-- WHAT TO PRODUCE --
Put the lines from the one containing "formatted like (589,274)." through the last line into a Markdown table with the columns Row and Line. Number each row and skip any blank lines.

-- Point-labeling examples --

======

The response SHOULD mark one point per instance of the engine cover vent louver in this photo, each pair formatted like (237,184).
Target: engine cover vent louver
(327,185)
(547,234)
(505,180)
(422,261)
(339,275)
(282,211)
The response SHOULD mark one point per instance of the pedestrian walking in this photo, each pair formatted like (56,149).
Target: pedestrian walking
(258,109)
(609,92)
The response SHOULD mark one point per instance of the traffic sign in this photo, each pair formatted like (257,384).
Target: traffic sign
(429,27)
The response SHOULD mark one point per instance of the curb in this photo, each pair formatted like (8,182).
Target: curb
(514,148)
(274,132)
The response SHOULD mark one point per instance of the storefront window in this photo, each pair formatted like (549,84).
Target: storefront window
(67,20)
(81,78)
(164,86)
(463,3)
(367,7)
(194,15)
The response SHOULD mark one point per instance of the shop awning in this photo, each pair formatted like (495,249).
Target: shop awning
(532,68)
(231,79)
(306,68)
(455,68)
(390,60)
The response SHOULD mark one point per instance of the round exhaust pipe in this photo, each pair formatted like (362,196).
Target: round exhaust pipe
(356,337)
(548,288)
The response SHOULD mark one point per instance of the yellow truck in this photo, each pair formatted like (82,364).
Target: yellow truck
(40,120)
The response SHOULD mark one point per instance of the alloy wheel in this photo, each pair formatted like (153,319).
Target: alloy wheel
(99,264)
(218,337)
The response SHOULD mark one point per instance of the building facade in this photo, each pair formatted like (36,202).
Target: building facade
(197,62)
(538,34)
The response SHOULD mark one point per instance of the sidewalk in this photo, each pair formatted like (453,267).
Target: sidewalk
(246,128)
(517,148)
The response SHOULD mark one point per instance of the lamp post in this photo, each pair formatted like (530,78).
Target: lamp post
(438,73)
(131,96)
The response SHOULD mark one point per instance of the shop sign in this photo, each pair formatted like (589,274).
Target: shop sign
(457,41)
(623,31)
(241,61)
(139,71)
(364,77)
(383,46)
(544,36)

======

-- RESPONSE --
| Row | Line |
|---|---|
| 1 | The response SHOULD mark one point per instance of the shop sign in this photo, each pair formatted like (589,274). |
| 2 | Target: shop sign |
| 3 | (457,41) |
| 4 | (623,31) |
| 5 | (241,61) |
| 6 | (139,71) |
| 7 | (364,77) |
| 8 | (383,46) |
| 9 | (544,36) |